──────── ENTRIES PROVIDED
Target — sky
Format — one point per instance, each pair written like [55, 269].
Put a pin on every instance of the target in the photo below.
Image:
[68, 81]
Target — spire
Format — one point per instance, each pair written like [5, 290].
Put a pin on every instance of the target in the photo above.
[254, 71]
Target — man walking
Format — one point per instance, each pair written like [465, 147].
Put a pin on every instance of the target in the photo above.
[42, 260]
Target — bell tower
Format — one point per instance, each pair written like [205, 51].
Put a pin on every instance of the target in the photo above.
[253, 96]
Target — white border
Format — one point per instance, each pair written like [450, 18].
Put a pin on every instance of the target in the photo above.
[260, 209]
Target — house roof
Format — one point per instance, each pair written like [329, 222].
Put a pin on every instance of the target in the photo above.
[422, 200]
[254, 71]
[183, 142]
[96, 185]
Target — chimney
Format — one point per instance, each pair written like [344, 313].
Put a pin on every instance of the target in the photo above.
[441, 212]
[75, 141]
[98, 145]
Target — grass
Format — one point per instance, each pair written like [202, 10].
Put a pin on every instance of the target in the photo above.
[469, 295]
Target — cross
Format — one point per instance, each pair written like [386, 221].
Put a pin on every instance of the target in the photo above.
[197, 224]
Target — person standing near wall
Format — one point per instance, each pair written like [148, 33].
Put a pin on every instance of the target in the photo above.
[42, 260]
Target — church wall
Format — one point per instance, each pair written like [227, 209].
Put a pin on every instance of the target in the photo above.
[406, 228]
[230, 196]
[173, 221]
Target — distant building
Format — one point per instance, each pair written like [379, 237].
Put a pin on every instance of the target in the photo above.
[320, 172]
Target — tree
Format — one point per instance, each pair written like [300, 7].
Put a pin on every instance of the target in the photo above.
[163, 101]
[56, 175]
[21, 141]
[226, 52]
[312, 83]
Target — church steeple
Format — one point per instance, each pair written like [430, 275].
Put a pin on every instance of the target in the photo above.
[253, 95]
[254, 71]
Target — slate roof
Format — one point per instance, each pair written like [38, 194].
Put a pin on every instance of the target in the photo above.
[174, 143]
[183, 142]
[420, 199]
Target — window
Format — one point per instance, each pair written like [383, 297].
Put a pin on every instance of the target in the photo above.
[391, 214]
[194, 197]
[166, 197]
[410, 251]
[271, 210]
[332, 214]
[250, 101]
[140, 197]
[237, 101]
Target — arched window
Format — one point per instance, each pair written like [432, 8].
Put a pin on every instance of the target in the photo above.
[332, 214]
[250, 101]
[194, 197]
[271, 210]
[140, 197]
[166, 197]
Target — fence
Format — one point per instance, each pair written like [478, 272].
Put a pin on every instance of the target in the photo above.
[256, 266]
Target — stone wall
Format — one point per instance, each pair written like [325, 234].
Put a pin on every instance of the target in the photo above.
────────────────
» PROBLEM TO WORK ON: Copy every line where the word "window" is present in the entries above.

» SOLUTION TO THE PROBLEM:
Target — window
Target — arched window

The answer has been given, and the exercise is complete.